Top of SOURCE DATA

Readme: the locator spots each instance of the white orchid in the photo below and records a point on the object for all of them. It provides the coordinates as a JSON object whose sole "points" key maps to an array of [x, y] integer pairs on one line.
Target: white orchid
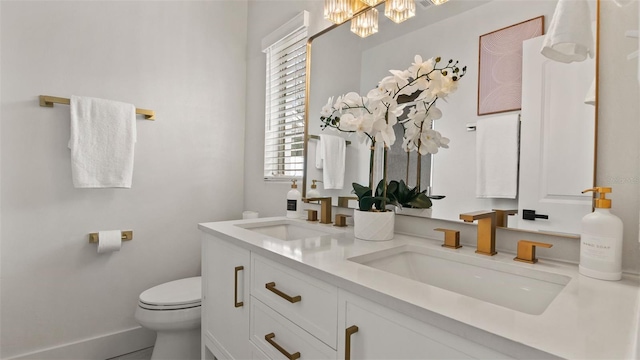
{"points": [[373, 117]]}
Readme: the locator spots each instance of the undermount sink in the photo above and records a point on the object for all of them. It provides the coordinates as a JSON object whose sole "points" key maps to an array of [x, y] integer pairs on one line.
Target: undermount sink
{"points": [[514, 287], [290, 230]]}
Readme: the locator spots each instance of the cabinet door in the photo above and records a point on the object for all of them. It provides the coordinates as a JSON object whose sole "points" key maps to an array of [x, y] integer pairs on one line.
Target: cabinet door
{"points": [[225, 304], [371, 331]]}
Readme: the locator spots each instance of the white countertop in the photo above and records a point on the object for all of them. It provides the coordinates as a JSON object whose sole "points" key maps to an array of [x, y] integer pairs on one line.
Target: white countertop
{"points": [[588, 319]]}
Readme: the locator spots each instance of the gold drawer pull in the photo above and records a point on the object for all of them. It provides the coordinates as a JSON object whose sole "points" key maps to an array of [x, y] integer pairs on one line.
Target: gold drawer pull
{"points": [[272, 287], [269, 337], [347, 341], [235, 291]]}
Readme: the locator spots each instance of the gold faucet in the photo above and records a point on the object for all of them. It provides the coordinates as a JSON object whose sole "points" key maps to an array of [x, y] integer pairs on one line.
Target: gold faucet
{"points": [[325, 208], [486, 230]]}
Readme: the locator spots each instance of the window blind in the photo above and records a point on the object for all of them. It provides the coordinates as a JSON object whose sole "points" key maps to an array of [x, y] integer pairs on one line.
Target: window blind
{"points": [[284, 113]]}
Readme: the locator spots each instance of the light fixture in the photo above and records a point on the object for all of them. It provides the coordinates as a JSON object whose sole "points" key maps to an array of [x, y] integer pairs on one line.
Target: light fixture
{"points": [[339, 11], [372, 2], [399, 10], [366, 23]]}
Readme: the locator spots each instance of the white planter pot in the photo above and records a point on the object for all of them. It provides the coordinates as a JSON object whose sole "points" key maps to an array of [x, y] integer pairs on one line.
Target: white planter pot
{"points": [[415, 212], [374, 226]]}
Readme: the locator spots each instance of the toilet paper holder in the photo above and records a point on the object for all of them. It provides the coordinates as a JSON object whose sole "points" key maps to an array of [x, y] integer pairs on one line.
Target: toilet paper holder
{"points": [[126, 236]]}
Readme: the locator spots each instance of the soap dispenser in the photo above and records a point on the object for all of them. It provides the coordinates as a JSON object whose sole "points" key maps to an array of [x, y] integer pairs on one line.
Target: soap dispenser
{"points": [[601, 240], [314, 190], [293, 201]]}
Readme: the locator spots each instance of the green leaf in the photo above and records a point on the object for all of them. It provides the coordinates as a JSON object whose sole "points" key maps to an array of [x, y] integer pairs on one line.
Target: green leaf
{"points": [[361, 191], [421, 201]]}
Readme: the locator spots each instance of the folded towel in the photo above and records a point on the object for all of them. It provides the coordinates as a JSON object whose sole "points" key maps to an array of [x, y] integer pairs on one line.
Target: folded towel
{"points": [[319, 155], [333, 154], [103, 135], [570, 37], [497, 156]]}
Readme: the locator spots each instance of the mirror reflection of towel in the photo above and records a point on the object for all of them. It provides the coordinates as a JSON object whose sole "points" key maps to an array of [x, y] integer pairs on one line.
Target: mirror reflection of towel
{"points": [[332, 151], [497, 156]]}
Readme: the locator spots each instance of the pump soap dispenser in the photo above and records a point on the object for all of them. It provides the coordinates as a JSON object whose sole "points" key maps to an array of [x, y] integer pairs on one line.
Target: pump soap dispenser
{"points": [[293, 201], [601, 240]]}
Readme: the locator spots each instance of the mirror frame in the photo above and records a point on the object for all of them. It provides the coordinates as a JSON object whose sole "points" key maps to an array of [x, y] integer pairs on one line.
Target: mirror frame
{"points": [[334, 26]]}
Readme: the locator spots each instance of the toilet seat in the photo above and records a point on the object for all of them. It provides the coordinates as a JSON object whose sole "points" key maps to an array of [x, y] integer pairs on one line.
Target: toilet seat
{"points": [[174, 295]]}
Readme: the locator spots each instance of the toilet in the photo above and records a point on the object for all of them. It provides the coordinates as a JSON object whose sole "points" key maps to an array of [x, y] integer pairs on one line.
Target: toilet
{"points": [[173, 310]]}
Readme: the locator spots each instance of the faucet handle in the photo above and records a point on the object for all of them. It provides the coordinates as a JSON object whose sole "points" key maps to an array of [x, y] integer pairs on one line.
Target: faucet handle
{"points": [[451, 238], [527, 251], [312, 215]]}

Bottom of SOURCE DATA

> WHAT TO WORK ON:
Copy out exactly the lines from the one containing "Readme: the locator spots each instance of the toilet seat" through the last line above, keeping both end lines.

> RESULT OF THIS TASK:
Readme: the locator spots each instance of the toilet seat in the photo above and records a point on the object for all of them. It provides the coordinates as a JSON object whose sole "points" key maps to an array of [x, y] integer pairs on one line.
Target: toilet seat
{"points": [[174, 295]]}
Readme: the locator spots each instance of the toilet in the photo above and records a point on the object for all of them. It provides the coordinates as a JSON object whose sole "points" key maps to an array of [x, y] integer pairs on one line.
Target: toilet
{"points": [[173, 310]]}
Readme: the locator spots each instance of the faucet handle in the photo above and records a point on the object for all of them. It provides the coordinates as a JSON object whose sole "points" key maps to an array of [x, y] integer pairs on one line.
Target: faucet handle
{"points": [[451, 238], [527, 251], [312, 215]]}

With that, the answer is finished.